Antifa-AG der Uni
Hannover & Gewerkschaftsforum Hannover:
Zur
Ablehnung der EU-Verfassung in Frankreich am 29.Mai 2005 nahm auch der Sprecher
der linken italienischen Basisgewerkschaft Cobas Scuola (Basiskomitees
Schule), Piero Bernocchi, Stellung. Die Cobas Scuola (5.000 Mitglieder), die
über eine breite Verankerung, insbesondere in den Elementarschulen verfügen,
stellen den Hauptteil der Confederazione Cobas, die ansonsten vor allem
im Gesundheitswesen, im Öffentlichen Dienst, in den Universitäten und im
Transportsektor aktiv ist. Wie ihrer Homepage (www.cobas.it)
zu entnehmen ist, hat sich mittlerweile (am 5.6.2005) die gesamte
Confederazione Cobas diese Stellungnahme zu eigen gemacht.

[Anweisung A]:
Zitiere den angezeigten Text vollständig und ohne jede Abweichung.
Der angezeigte Text und die Reihen stehen in keinem Zusammenhang miteinander.

[Übungseingabe]:

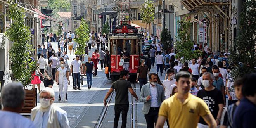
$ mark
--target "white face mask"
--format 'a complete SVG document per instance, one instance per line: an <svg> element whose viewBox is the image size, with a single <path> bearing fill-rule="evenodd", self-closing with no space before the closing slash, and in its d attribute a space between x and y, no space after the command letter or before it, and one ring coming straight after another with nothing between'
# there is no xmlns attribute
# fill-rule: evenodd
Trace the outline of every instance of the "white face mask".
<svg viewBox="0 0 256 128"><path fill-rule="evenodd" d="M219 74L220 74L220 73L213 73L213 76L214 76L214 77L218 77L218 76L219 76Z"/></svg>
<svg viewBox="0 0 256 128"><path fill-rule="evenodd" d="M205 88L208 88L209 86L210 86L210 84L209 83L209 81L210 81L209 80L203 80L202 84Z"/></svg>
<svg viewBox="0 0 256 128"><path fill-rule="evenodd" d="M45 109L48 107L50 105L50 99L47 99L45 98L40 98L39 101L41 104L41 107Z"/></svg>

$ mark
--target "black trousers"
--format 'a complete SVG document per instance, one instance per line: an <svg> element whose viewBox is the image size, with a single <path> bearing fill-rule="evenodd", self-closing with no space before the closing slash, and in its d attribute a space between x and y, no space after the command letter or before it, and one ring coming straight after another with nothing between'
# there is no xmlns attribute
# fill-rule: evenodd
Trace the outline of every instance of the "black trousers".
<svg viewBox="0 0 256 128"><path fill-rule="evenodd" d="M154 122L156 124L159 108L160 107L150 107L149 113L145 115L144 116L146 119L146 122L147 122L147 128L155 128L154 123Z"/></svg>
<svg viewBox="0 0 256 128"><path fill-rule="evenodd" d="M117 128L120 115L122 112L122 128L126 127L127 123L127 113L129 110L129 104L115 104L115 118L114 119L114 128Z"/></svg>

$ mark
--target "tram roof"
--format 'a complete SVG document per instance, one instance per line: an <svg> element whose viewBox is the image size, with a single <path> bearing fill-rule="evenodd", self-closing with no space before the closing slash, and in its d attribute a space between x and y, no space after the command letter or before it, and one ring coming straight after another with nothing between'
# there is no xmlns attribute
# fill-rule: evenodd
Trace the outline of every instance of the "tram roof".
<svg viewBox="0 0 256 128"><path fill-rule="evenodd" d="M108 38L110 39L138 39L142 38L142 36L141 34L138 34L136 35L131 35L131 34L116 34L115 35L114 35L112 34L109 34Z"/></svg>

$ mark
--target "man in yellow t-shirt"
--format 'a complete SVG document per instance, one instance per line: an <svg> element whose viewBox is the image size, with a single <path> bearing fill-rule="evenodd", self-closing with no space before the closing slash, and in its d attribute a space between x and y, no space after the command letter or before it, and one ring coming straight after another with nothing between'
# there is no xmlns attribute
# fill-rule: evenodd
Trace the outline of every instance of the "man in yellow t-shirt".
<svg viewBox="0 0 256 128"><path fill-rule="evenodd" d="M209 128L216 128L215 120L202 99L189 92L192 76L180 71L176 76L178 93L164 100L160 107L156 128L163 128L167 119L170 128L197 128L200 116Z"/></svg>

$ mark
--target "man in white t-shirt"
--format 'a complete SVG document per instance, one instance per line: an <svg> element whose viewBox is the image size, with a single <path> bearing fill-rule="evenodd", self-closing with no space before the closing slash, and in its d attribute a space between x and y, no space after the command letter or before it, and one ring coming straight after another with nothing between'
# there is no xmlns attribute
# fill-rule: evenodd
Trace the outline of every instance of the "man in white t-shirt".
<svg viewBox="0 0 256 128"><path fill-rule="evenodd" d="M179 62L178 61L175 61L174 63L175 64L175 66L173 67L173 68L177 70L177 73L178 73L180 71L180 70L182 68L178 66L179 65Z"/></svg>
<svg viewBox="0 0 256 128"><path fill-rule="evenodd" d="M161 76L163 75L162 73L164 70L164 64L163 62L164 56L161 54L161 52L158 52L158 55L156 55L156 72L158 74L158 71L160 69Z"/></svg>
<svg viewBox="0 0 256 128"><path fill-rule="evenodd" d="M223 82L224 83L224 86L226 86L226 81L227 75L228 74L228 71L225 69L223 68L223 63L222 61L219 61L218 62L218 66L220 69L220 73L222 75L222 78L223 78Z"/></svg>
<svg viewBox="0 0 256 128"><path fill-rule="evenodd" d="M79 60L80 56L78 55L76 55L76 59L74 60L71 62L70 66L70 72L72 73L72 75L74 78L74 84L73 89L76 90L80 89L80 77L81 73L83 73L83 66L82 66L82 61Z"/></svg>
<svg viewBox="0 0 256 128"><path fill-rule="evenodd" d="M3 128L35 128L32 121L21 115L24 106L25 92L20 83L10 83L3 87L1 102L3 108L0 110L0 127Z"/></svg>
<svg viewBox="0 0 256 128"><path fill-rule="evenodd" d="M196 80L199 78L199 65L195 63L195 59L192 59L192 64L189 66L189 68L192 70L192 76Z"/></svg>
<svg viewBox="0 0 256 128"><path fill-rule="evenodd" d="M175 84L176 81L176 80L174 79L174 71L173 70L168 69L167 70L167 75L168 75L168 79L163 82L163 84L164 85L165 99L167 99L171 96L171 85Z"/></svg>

[Anweisung B]:
Drucke aus den Reihen alles vom Anfang bis einschließlich der Zeile, die „88L208 88L209 86L210“ enthält, unverändert ab. Lass das Bild dabei weg.

[Vollständige Ausgabe A]:
Antifa-AG der Uni
Hannover & Gewerkschaftsforum Hannover:
Zur
Ablehnung der EU-Verfassung in Frankreich am 29.Mai 2005 nahm auch der Sprecher
der linken italienischen Basisgewerkschaft Cobas Scuola (Basiskomitees
Schule), Piero Bernocchi, Stellung. Die Cobas Scuola (5.000 Mitglieder), die
über eine breite Verankerung, insbesondere in den Elementarschulen verfügen,
stellen den Hauptteil der Confederazione Cobas, die ansonsten vor allem
im Gesundheitswesen, im Öffentlichen Dienst, in den Universitäten und im
Transportsektor aktiv ist. Wie ihrer Homepage (www.cobas.it)
zu entnehmen ist, hat sich mittlerweile (am 5.6.2005) die gesamte
Confederazione Cobas diese Stellungnahme zu eigen gemacht.

[Vollständige Ausgabe B]:
$ mark
--target "white face mask"
--format 'a complete SVG document per instance, one instance per line: an <svg> element whose viewBox is the image size, with a single <path> bearing fill-rule="evenodd", self-closing with no space before the closing slash, and in its d attribute a space between x and y, no space after the command letter or before it, and one ring coming straight after another with nothing between'
# there is no xmlns attribute
# fill-rule: evenodd
Trace the outline of every instance of the "white face mask".
<svg viewBox="0 0 256 128"><path fill-rule="evenodd" d="M219 74L220 74L220 73L213 73L213 76L214 76L214 77L218 77L218 76L219 76Z"/></svg>
<svg viewBox="0 0 256 128"><path fill-rule="evenodd" d="M205 88L208 88L209 86L210 86L210 84L209 83L209 81L210 81L209 80L203 80L202 84Z"/></svg>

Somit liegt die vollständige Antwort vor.